Links to Click: November 17, 2023
Cheers to the lingonberries.
I am on my annual yoga retreat this weekend, having decided to take an extra day off work and use it to relax in a hotel away from home. It’s been nice, with unseasonably warm weather. I enjoyed a nice stack of Swedish pancakes with lingonberries to kick it off.
What is unfortunate is it seems no amount of time off or self-care helps anymore. I can and do truly enjoy being away when I can, but nothing seems to really help my mental health or my well-being in any long term way. I say that not as a means of screaming for attention–it’s not–but rather to help anyone else who feels that way. The -isms are completely crushing us and no amount of individual work solves a systemic issue.
Let’s dive into some links for the week. Actually, it’s two weeks of links, since I took a little break last week.
My Work The Last Two Weeks
Over this week, I talked about Book Sanctuaries and specifically, the catalog of places who have declared themselves as havens for all of the books being challenged and banned across the country.
In last week’s newsletter, I wrestled with the reality of one of my books being banned in retaliation for my anti-censorship work. I would be lying if I said I was any flavor of over it or feeling better about it. I’m not. I might be feeling worse the longer this goes one and nothing happens.
There was some good news at the polls for public libraries whose funding was in question earlier this month.
On Book Riot’s , I looked at some recent research in the world of literature, including what kinds of book titles we’re most likely to remember, the value of reading comics, and more.
Book Riot released our list of best books of the year. Mine is Daniel Kruas’s Whalefall, and here is why.
What I’ve Been Consuming Lately
My pal wrote about how Plano ISD in Texas is overriding the process of book evaluation in order to utilize BookLooks as a tool for deciding whether or not books will remain in the district.
A fascinating read about the mental dictionary that we all carry around.
There is a new postpartum depression drug–I believe I shared this in a newsletter here earlier this year. But it comes with a hefty price because of course it does. Why would medication to help a “woman’s condition” not cost $16,000? (Before you come to be with the “what about,” all medication is overpriced, but those for conditions relating to women’s health are purposefully overpriced and continued excuses for the lack of research into women’s issues). Postpartum depression has been heavy on my mind following the Britney Spears memoir.
Chuck E. Cheese is getting rid of the creepy animatronic characters in all but one location. I remember during the early part of the pandemic when my husband and I kept seeing this sign for what sounded like a new pizza place in our neighboring town. Turns out it was just Chuck E. Cheese using their corporate name.

| Dataset extract |

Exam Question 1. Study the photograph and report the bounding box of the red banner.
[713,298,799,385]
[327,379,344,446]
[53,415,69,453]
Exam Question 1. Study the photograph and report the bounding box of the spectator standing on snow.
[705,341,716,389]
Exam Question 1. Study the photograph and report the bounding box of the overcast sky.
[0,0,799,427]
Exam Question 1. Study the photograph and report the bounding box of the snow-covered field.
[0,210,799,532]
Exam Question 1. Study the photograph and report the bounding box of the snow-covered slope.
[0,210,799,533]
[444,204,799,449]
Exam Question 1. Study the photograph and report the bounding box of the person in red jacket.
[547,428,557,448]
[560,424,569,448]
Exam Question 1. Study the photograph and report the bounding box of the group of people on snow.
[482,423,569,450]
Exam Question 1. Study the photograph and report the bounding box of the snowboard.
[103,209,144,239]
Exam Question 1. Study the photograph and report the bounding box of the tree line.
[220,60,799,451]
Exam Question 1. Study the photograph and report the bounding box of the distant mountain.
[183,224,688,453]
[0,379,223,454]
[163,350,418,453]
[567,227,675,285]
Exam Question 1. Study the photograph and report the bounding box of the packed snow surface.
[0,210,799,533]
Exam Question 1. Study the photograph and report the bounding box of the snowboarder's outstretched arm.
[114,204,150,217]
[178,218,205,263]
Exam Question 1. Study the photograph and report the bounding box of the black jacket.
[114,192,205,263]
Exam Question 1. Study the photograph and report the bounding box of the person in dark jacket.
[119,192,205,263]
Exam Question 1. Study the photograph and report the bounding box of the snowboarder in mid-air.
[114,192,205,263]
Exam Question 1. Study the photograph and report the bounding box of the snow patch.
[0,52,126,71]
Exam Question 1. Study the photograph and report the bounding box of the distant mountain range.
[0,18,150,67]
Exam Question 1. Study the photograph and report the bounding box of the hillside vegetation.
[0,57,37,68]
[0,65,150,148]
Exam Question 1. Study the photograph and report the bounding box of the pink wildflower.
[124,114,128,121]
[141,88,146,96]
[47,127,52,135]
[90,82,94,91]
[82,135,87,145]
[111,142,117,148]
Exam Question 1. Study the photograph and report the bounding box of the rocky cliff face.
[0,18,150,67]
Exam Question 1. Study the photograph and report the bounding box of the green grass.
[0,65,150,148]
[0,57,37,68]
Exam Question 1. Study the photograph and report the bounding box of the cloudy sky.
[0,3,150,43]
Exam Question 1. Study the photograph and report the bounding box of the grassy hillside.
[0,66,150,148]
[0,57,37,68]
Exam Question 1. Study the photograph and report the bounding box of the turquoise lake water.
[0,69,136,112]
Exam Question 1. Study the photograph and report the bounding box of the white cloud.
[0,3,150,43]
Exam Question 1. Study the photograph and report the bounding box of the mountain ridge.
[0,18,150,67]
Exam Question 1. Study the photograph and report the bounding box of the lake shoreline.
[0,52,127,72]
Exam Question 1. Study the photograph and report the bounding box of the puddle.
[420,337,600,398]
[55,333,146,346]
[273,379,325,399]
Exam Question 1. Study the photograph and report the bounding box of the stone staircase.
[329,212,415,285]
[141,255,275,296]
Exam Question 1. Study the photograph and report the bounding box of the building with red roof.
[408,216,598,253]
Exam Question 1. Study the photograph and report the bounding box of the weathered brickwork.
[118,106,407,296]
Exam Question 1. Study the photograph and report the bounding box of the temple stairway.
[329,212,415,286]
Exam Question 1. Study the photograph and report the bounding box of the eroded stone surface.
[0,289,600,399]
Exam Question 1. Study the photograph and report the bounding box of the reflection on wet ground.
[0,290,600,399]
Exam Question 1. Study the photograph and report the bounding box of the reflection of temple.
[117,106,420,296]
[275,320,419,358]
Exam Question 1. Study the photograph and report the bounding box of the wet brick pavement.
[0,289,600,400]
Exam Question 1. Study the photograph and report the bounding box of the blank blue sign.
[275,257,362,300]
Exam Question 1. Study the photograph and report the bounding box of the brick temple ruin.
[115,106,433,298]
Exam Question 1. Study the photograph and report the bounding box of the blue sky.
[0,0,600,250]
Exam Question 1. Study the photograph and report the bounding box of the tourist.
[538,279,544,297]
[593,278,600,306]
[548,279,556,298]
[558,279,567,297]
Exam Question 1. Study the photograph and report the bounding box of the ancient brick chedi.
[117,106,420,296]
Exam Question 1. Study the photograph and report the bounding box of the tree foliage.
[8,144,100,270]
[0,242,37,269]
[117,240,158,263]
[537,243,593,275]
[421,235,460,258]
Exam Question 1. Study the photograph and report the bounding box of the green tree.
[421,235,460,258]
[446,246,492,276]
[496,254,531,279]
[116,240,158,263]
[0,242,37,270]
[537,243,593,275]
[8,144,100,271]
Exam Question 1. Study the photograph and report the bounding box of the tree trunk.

| Complete the following |
(a) In the links roundup, give the part that opens with the words containing "On Book Riot’s" and closes with "in the district.", switching "comics" to "graphic novels".
(b) Answer these about the links roundup:
(i) What did the writer eat to kick off the yoga retreat?
(ii) Which Texas school district is overriding the book evaluation process?
(iii) What is Chuck E. Cheese getting rid of?
The material after the text is separate from it.

| Outputs by task |
(a)
On Book Riot’s , I looked at some recent research in the world of literature, including what kinds of book titles we’re most likely to remember, the value of reading graphic novels, and more.
Book Riot released our list of best books of the year. Mine is Daniel Kruas’s Whalefall, and here is why.
What I’ve Been Consuming Lately
My pal wrote about how Plano ISD in Texas is overriding the process of book evaluation in order to utilize BookLooks as a tool for deciding whether or not books will remain in the district.

(b)
(i) A stack of Swedish pancakes with lingonberries.
(ii) Plano ISD.
(iii) The creepy animatronic characters, in all but one location.